WORKING DATA.

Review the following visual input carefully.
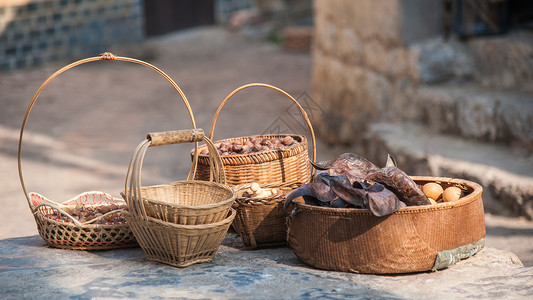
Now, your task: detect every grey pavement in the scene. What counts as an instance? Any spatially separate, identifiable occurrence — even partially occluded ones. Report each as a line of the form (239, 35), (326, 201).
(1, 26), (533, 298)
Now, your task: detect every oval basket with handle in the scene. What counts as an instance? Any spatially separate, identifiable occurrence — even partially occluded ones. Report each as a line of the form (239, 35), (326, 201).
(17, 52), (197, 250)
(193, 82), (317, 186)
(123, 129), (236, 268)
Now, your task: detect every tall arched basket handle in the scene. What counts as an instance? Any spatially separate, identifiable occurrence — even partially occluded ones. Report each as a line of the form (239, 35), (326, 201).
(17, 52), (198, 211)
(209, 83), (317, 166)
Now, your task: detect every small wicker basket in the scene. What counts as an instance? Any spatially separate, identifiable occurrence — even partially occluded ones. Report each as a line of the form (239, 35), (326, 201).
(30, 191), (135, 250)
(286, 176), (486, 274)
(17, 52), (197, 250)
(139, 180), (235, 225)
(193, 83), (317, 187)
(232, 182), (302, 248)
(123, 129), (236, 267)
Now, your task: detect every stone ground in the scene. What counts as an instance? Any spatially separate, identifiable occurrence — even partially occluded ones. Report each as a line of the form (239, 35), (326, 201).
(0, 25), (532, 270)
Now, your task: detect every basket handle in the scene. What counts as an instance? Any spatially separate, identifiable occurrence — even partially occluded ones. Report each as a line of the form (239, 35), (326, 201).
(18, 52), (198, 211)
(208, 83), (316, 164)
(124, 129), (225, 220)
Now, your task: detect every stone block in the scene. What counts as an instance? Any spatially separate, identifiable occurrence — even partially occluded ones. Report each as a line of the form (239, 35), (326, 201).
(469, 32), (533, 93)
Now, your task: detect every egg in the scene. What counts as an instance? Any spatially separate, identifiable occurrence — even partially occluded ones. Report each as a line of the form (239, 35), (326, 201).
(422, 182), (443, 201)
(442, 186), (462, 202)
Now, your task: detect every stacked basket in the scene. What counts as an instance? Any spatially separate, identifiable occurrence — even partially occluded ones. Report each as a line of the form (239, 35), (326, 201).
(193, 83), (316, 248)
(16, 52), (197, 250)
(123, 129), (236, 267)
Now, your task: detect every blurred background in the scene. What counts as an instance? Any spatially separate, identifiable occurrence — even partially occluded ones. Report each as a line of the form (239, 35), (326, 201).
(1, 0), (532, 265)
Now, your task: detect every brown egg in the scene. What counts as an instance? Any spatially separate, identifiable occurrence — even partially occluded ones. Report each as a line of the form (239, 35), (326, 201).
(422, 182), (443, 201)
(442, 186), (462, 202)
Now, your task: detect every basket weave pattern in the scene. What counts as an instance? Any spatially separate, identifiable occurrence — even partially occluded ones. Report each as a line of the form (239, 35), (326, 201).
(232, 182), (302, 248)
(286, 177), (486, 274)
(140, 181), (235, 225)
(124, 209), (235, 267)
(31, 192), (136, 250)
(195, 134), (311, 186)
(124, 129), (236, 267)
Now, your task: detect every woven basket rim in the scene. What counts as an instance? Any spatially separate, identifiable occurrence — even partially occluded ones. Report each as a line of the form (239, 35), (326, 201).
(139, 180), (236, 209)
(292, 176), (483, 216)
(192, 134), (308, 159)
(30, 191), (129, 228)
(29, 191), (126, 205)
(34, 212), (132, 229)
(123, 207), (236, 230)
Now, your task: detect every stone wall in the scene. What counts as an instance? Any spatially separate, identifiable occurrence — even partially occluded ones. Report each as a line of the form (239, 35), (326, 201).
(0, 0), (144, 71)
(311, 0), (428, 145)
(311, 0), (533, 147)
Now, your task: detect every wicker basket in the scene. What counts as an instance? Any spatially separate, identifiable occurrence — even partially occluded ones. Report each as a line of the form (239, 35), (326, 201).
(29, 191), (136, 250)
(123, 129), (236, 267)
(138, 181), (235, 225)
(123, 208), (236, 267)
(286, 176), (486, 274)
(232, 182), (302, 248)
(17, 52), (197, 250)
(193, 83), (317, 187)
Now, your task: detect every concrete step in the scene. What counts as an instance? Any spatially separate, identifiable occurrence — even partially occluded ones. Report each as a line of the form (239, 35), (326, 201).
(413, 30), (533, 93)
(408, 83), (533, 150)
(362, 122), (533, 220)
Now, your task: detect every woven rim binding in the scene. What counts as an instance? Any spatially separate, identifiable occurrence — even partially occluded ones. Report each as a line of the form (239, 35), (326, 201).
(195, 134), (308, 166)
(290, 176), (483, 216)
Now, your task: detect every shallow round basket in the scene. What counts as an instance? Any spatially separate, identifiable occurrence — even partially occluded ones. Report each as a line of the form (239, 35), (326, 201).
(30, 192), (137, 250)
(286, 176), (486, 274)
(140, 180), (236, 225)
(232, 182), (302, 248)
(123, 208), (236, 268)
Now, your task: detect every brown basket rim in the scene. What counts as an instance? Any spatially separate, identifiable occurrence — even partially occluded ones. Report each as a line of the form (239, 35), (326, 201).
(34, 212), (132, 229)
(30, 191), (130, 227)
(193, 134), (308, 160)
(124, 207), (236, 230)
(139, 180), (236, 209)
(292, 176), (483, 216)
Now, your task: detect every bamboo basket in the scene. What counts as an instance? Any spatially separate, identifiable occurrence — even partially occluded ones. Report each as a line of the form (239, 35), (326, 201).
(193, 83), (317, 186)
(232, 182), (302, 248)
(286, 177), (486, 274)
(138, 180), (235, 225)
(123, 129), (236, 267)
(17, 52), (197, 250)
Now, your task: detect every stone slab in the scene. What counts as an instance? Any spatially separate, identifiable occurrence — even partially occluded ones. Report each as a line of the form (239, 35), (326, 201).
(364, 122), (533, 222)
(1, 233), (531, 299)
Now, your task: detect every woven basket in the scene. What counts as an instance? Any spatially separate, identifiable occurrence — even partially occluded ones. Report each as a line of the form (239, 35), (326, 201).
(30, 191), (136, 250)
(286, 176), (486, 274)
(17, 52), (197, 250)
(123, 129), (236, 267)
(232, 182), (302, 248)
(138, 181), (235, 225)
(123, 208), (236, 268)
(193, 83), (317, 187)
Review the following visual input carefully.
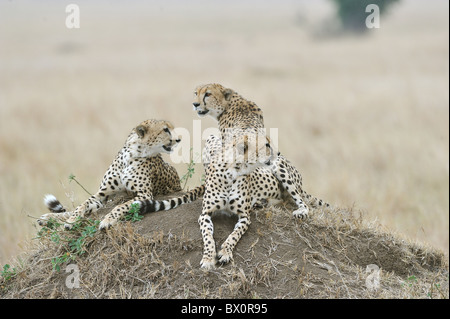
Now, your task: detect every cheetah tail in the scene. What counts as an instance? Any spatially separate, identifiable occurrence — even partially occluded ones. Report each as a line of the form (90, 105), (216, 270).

INSTRUCTIONS FOR THE TASK.
Give the entries back verbatim and omit the images.

ANSWER TO THE EXERCISE.
Review the following visual input carefully.
Now, your task: detect every grey pavement in the scene. What counts as an instance? Any spatially separate, identifiable occurrence — even partially occluded ones. Report each as a line of the form (239, 35), (326, 201).
(1, 26), (533, 298)
Now, your task: detect every oval basket with handle in the scene. What counts as an instance? Any spatially separate, identifiable occurrence — even partially occluded ones. Report each as a line of the form (239, 35), (326, 201).
(17, 52), (197, 250)
(193, 82), (317, 186)
(123, 129), (236, 268)
Now, your task: detect every tall arched basket handle in the scene. What counts as an instance? Any spatially separate, identifiable occurrence — even partially occluded ones. Report each as a line of the form (239, 35), (326, 201).
(17, 52), (198, 211)
(209, 83), (317, 166)
Now, your task: detect every small wicker basket in the scene. What counts as an instance? Any spatially separate, identifiable occurrence — even partially occluded ones. Report each as a line of the form (239, 35), (326, 201).
(30, 191), (135, 250)
(286, 176), (486, 274)
(17, 52), (197, 250)
(139, 180), (235, 225)
(193, 83), (317, 187)
(232, 182), (302, 248)
(123, 129), (236, 267)
Now, your task: detect every stone ground in the scene. What counts as an instance? Any spatially separate, identifiable occurrence — even partially occluded ones. Report each as a line of the form (239, 35), (326, 201).
(0, 25), (532, 270)
Now, your task: detect every basket handle in the scene. What counts as an instance? Any spatially separate, identifiable occurrence — even partially occluded ones. Report each as a line of the form (239, 35), (326, 201).
(18, 52), (198, 211)
(208, 83), (316, 164)
(124, 129), (225, 220)
Now, your task: detect every stone block in the scene. What counts as an instance? Any spatially separate, identifiable occurrence — even partially occluded ones. Report each as a line of the form (239, 35), (326, 201).
(469, 32), (533, 93)
Now, your task: detect every egg in the scene. What counts as an instance? Any spatially separate, identifiable occurrence — even partially occluded ones. Report each as a line of the form (239, 35), (326, 201).
(422, 182), (443, 201)
(442, 186), (462, 202)
Now, your task: detect every stacked basket in the scene. What counts as an instance? Any spatially separate, identifiable occurrence — even partially occluded ones. Report each as a line of the form (239, 35), (326, 201).
(193, 83), (316, 248)
(16, 52), (197, 250)
(123, 129), (236, 267)
Now, your task: detect every blurred background in the scene. What counts as an instance? Any spatially separate, identifiable occurrence — even partially occluded ones. Report each as a line of the form (239, 35), (326, 201).
(1, 0), (532, 265)
Now, your task: detect every brown egg in the scene. What counts as an instance? Any spatially separate, identifiable occurrence — even partially occluded ones. Report each as a line of the form (239, 35), (326, 201).
(422, 182), (443, 201)
(442, 186), (462, 202)
Now, your task: detect every basket weave pattern in the scene. What counts as an instance? Any spatially separate, identifiable occurrence — even partially occluded ones. Report each as a line of the form (239, 35), (326, 201).
(232, 182), (302, 248)
(286, 177), (486, 274)
(140, 181), (235, 225)
(124, 209), (235, 267)
(31, 192), (136, 250)
(195, 134), (311, 186)
(124, 129), (236, 267)
Now, your task: detect every woven basket rim in the scene. What counts as an instance? Any spatially separate, identifiable occurrence — even partially occluded ones. Report each as a line of the form (239, 35), (326, 201).
(139, 180), (236, 209)
(292, 176), (483, 216)
(192, 134), (308, 159)
(30, 191), (129, 228)
(29, 191), (126, 205)
(34, 212), (132, 229)
(123, 207), (236, 230)
Now, your task: detect every stone wall in the scene. What counts as an instance? Any spatially separate, identifiable occurrence — even partially occluded ones. Report each as a line of the form (239, 35), (326, 201).
(0, 0), (144, 71)
(311, 0), (428, 145)
(311, 0), (533, 147)
Now, your task: detect every wicker basket in the scene. What counts as an instance? Any spatially separate, identifiable occurrence — even partially occluded ones. Report each as a line of the form (239, 35), (326, 201).
(29, 191), (136, 250)
(123, 129), (236, 267)
(138, 181), (235, 225)
(123, 208), (236, 267)
(286, 176), (486, 274)
(232, 182), (302, 248)
(17, 52), (197, 250)
(193, 83), (317, 187)
Now, your task: detect every concrete step in the scene. What counts as an instance? Any spatially separate, identifiable occurrence — even partially occluded ones. Report each as a line of the form (239, 35), (326, 201).
(413, 30), (533, 93)
(408, 83), (533, 150)
(362, 122), (533, 220)
Now, your task: detect every woven rim binding in the scene. What counts as an instance? Any spatially separate, identifiable occurrence — even partially occluded ones. Report each as a line of the form (239, 35), (326, 201).
(195, 134), (308, 166)
(290, 176), (483, 216)
Now, your task: detect every shallow round basket in the scene. What counts as an instance? Any spatially separate, identifiable occurrence — even partially occluded ones. Report each as a line of the form (239, 35), (326, 201).
(30, 192), (137, 250)
(286, 176), (486, 274)
(140, 180), (236, 225)
(232, 182), (302, 248)
(123, 208), (236, 268)
Now, your task: detect every brown basket rim in the scene. What counts as an instance? Any spatially separate, identifiable occurrence — even partially occluded ones. Report each as a line of the form (239, 35), (326, 201).
(34, 212), (132, 229)
(30, 191), (130, 227)
(193, 134), (308, 160)
(124, 207), (236, 230)
(139, 180), (236, 209)
(292, 176), (483, 216)
Now, your task: detect every bamboo basket in the scene. What counts as an instance? Any spatially separate, identifiable occurrence — even partially occluded ones. Report each as a line of the form (239, 35), (326, 201).
(193, 83), (317, 186)
(232, 182), (302, 248)
(286, 177), (486, 274)
(138, 180), (235, 225)
(123, 129), (236, 267)
(17, 52), (197, 250)
Now, your task: detect every stone slab in the scene. What counts as an instance? Any spatially separate, identifiable occurrence — even partially occluded ones. Report each as a line of the form (239, 35), (326, 201).
(364, 122), (533, 222)
(1, 233), (531, 299)
Now, your task: detect every woven basket in the scene. What counts as an instance? Any spatially separate, identifiable occurrence — even partially occluded ones. Report each as a line of the form (239, 35), (326, 201).
(30, 191), (136, 250)
(286, 176), (486, 274)
(17, 52), (197, 250)
(123, 129), (236, 267)
(232, 182), (302, 248)
(138, 181), (235, 225)
(123, 208), (236, 268)
(193, 83), (317, 187)
Review the following visual input carefully.
Now, your task: detect every cheetah tail in the scene. What counts as an instance? Any spatially separate, identifiable occurrence — even partially occluded ones. Report each as a line of the form (90, 105), (216, 270).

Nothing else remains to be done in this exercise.